TASK.
Leave the pictures out. Return all other data exactly.

MATERIAL PROVIDED.
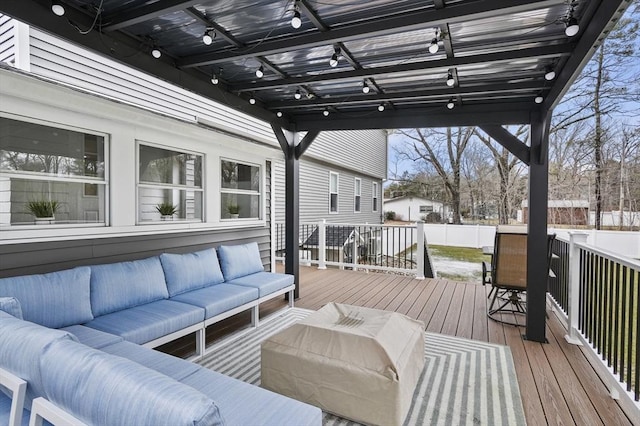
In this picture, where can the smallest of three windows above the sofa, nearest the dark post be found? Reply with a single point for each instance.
(240, 190)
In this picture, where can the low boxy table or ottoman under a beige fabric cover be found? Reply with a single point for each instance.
(359, 363)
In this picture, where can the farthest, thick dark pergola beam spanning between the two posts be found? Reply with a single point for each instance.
(439, 116)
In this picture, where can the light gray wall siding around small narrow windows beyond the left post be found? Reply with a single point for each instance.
(314, 194)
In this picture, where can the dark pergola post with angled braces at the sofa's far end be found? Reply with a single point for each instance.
(292, 151)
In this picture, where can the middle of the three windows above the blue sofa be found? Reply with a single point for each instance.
(169, 185)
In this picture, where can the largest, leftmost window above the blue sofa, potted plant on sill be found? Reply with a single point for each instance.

TASK OUTPUT.
In this picture, where can the smallest of three windows above the sofa, nearest the dark post be found? Reply with a single point for each instance.
(240, 190)
In this picture, where can the low boxy table or ottoman under a beige fabric cover be found? Reply with a single point for each instance.
(359, 363)
In this picture, where can the farthest, thick dark pergola beam spanning between the two posts be found? Reply with a single point for each instance.
(439, 116)
In this picture, where can the light gray wall siding around small narrow windows beyond the left post be found? Reply with a single point for each instance.
(314, 194)
In this picture, where can the dark pergola post with angled braces at the sofa's far end be found? Reply with a single point for each instance.
(292, 151)
In this picture, where can the middle of the three windows above the blue sofa be found? Reply with a single point for each instance.
(169, 185)
In this picture, where can the largest, leftmost window above the blue sofa, potted plant on sill be found? Reply with a single point for each instance.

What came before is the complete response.